• Required task
All of the listing below must be repeated word for word. Pictures are the only thing to omit.

• Entries supplied
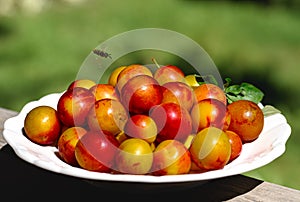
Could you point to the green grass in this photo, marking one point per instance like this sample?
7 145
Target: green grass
42 54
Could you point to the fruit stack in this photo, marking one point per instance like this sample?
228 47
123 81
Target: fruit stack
146 122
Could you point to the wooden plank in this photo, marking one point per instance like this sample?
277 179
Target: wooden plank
4 114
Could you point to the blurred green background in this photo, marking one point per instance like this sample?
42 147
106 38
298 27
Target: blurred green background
43 44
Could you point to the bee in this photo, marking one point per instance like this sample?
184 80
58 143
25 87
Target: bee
101 53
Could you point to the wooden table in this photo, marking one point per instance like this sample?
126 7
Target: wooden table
21 181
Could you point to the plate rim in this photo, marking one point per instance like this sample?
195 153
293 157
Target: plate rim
279 147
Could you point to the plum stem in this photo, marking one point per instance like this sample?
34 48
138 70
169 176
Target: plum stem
155 62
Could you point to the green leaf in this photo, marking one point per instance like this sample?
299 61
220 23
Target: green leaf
269 110
244 91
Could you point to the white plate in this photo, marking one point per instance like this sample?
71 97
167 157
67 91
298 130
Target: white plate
269 146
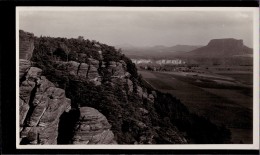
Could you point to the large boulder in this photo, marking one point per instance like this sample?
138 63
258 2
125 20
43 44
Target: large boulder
26 45
92 128
41 105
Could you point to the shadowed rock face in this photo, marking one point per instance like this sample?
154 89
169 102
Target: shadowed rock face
92 128
26 45
41 105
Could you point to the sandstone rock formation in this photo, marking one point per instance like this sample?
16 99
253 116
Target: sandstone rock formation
26 45
92 128
41 105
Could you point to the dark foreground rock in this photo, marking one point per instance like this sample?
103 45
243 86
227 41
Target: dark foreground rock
92 128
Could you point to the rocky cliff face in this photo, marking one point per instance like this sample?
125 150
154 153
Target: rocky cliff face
92 128
41 105
114 104
26 45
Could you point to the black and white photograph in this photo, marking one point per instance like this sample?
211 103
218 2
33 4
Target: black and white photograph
137 77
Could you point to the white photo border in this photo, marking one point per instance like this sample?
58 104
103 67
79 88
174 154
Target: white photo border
254 146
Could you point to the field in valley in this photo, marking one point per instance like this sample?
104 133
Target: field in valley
223 98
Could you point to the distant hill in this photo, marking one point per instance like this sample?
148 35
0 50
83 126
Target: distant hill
227 47
158 51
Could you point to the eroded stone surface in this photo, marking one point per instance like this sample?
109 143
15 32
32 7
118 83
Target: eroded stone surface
92 128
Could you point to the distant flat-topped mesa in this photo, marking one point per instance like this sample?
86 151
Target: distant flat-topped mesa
226 47
226 42
26 45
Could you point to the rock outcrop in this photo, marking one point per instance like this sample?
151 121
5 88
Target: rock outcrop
41 105
92 128
26 45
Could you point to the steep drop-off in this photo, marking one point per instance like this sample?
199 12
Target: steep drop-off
126 110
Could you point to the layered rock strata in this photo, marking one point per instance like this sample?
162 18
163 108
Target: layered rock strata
40 105
92 128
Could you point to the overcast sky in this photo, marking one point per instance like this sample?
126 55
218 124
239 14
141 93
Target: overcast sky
141 28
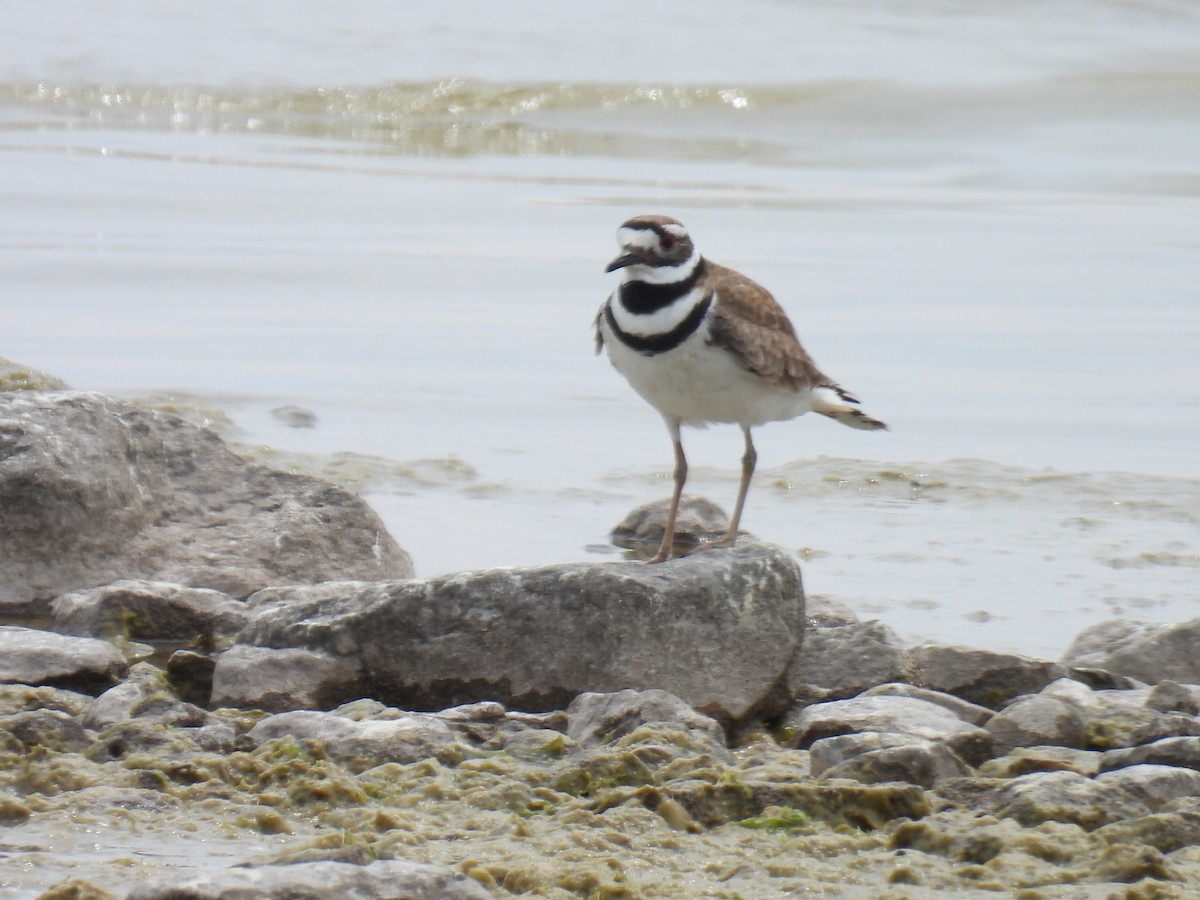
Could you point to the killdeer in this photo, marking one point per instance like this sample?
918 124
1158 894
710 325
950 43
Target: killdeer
703 343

• Task response
Could you point to the green grass in this photo, marking one point per instance like this sample?
7 145
Target: green grass
42 54
Could you point to the fruit stack in this photo, marking one point per instance like this sample?
228 47
123 81
Target: fruit stack
146 122
Could you point to the wooden plank in this photo, marking one point per instance like this sample?
277 179
Target: wooden plank
4 114
Could you point to the blurred green background in this photo, marking one point per instance like this sample?
42 147
106 38
298 27
Target: blurred green background
43 44
Could you point to the bee in this photo, marking one point per instance like this sample?
184 80
58 143
25 87
Target: bee
101 53
Could you point to the wooden table in this photo, marking one point per instance like this sample?
126 7
Target: wooden table
21 181
Could you point to the plate rim in this photo, marking one point per instance like this sample?
195 153
293 157
Target: plate rim
279 147
Could you point to the plum stem in this photo, marking one point per instance like this sample?
34 48
138 70
169 176
Target: plum stem
155 62
Could you point to the green leaf in this photo, marking one point per instance like this sample?
299 61
220 23
Target: green leaf
269 110
244 91
Could you point to the white plate in this photo, marking one point per instance like this sample?
71 97
167 157
67 91
298 130
Target: white plate
269 146
Could you point to the large boulder in this photo, marking one point per instance like this sample?
138 63
258 2
125 20
43 44
Target: large boulder
26 45
92 128
41 105
Could you point to the shadowed rock face in this photo, marking one point per instance like this sample?
154 89
169 102
Target: shadowed rock face
92 128
26 45
41 105
Could you point to the sandstone rock formation in this photo, marking one point per instance like this sample?
16 99
253 116
Target: sandstone rock formation
26 45
92 128
41 105
Could you point to the dark foreground rock in this photo, marking one point per instance like this sample?
103 45
243 86
227 41
Target: dark foreground rock
92 128
Could you point to the rocky cliff face in this photo, marking one point per instance like this sample?
125 150
154 153
Target: rocky cliff face
92 128
41 105
114 104
26 45
Could you point to the black and white photograph in this photo, marking one point per instance like this sample?
211 103
218 2
33 4
Target: black and white photograph
137 77
Could you point to the white photo border in this photo, marking one point per instance like this sample?
58 104
103 67
79 88
174 154
Target: white photo border
254 146
Could you point to the field in valley in this photo, marking one point per instance like this sample?
104 133
Target: field in valley
223 98
Could you point to the distant hill in this photo, marking one point per instance like this sample?
148 35
0 50
83 126
Target: distant hill
227 47
158 51
Could you point to the eroded stone surface in this photo, marking one point per instance like this sample?
109 143
15 32
32 7
118 83
Target: eroded stone surface
92 128
Could you point to the distant flat-topped mesa in this photo, marking one point per instance like this sample?
86 151
Target: distant flat-topped mesa
226 47
226 42
26 45
Could you point to the rock outcrop in this photo, marking one point per instance like this sample?
151 121
5 88
Target: rock outcrop
41 105
92 128
26 45
Could you point to the steep drop-off in this photo, marking one point per instance like this sample?
199 12
Target: steep drop-off
126 110
Could you point to the layered rock strata in this photo, marking one point per instance like this sample?
162 18
163 108
Target: layered rock strata
40 105
92 128
Could you point to the overcast sky in this photo, marking one point per instance like this sample?
126 55
218 124
239 14
141 93
Target: overcast sky
141 28
Could you point to the killdeer in this photo, marking one point per instance like this sample?
918 124
1158 894
710 325
950 43
Target: killdeer
703 343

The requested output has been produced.